Problem details
According to the essay on remembering what it means to care, what three categories did Robert Reich use to describe the future of work?

(Exercise text begins)

Remembering what it means to care

In a recent piece, Robert Reich described the future of work in terms of three categories: making, thinking, and caring. Manufacturing jobs—once the backbone of the American middle class—have largely been replaced by automation. What remains, he argues, is a split between high-paid “thinking” jobs and lower-paid “caring” jobs.

Doctors, by this framework, fall into the “thinking” category. And on paper, that’s true. Much of modern medicine has placed physicians primarily in the role of decision-makers—ordering tests, interpreting data, prescribing treatment plans. But when you look closely at the experience of being a doctor today, that shift has come at a cost.

As physicians, our role has become increasingly abstracted from the act of actually caring for people. We sit in front of screens, making rapid-fire decisions in a system designed to maximize our efficiency, not our time with patients. We are asked to function like machines, and then blamed for burning out when the work feels inhuman. Many of us entered medicine with a calling to heal and connect, yet find ourselves reduced to high-functioning chart reviewers and prescribers.

(Exercise text ends)
(Extracted data begins)

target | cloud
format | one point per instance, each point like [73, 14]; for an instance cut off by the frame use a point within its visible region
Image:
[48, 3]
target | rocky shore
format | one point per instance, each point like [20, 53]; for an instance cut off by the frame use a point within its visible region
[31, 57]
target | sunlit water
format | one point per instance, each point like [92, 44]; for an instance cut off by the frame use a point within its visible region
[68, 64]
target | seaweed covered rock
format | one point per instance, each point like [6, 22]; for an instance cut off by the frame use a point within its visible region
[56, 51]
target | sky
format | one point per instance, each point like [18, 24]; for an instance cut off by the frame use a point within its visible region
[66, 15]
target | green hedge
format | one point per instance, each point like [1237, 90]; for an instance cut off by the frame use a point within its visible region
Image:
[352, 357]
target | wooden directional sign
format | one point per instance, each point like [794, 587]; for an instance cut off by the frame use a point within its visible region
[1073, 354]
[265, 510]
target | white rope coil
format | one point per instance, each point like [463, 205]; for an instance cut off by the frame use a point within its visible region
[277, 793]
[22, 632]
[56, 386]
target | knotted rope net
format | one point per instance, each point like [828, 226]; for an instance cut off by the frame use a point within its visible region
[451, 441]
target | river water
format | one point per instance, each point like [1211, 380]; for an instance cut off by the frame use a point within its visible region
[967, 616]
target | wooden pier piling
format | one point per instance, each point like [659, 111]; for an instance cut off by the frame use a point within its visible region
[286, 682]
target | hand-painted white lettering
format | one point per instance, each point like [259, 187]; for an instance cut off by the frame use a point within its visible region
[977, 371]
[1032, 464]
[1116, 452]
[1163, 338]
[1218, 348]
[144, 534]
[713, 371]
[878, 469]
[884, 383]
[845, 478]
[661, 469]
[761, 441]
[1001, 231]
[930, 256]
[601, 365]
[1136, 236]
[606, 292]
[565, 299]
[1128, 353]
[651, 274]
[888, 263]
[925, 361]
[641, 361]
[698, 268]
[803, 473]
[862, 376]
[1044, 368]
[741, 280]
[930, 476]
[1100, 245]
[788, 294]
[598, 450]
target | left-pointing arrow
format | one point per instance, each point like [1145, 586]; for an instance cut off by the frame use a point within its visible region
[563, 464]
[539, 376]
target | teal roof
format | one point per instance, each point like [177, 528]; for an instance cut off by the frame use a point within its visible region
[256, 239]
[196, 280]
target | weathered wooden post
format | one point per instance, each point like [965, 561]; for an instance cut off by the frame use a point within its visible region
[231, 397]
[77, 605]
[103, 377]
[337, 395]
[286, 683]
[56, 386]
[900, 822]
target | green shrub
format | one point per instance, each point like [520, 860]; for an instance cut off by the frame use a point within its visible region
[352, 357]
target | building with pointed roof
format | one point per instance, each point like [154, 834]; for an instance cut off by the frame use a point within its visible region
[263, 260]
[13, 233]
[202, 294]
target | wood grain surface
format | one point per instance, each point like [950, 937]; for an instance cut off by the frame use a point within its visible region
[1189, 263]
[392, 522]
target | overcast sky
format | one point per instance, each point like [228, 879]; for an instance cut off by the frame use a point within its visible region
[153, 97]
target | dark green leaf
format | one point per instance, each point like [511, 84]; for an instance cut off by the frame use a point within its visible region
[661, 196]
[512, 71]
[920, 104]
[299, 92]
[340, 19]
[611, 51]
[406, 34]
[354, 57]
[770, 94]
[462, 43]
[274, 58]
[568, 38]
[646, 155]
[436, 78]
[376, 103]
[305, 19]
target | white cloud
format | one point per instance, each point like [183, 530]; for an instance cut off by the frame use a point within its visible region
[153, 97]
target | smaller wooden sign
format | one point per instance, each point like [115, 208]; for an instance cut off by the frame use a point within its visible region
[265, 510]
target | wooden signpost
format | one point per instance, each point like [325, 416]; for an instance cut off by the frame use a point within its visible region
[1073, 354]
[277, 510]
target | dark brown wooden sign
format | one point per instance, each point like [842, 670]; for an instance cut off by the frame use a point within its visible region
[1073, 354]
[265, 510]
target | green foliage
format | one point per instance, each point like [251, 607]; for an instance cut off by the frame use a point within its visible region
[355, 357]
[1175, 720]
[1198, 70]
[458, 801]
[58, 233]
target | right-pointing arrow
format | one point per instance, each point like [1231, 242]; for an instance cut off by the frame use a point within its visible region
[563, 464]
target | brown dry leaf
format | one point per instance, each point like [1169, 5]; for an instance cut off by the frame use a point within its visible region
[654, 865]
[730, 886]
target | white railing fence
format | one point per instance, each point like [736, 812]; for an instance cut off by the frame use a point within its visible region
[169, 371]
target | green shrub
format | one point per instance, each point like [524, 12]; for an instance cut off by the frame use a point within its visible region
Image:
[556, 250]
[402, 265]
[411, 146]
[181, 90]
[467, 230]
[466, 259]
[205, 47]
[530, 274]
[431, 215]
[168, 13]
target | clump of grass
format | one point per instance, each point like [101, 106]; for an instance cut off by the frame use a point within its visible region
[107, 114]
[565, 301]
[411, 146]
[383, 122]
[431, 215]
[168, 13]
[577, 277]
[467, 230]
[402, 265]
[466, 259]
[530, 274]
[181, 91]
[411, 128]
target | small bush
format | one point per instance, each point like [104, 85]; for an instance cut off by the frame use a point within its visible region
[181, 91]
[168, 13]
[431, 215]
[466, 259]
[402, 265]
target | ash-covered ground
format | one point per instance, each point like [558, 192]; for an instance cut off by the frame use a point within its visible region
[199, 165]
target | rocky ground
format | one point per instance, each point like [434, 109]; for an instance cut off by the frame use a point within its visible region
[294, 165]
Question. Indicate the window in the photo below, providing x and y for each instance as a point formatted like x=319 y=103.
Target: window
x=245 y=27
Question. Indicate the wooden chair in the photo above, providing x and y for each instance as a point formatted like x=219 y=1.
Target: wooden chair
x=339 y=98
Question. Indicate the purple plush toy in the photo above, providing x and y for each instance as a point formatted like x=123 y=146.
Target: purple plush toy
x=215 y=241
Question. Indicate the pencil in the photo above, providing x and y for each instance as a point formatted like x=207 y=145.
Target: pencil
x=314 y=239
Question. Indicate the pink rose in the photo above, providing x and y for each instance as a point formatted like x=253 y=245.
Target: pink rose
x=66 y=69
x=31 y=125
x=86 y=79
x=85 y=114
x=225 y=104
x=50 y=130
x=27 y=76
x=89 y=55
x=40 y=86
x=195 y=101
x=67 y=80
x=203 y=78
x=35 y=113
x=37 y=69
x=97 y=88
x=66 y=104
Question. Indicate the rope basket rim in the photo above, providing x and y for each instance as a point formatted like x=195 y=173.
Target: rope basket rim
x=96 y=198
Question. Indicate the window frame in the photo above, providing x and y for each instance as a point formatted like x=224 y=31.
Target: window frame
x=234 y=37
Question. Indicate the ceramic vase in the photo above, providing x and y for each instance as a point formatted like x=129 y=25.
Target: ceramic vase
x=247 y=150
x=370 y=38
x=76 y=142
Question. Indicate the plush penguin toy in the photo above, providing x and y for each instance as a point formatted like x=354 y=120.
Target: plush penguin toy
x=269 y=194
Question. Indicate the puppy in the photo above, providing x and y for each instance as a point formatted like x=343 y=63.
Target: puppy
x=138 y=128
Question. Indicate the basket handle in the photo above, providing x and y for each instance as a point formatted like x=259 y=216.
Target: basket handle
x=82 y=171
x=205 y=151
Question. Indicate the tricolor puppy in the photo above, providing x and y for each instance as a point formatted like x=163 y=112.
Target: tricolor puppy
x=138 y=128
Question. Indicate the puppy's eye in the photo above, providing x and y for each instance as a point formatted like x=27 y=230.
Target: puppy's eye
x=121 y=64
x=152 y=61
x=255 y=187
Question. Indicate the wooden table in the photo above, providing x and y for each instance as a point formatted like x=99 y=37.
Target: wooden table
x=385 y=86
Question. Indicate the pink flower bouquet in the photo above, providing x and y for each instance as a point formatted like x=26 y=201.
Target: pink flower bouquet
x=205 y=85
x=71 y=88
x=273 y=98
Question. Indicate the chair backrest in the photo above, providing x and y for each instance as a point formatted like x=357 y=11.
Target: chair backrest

(Extracted data ends)

Expected output
Making, thinking, and caring.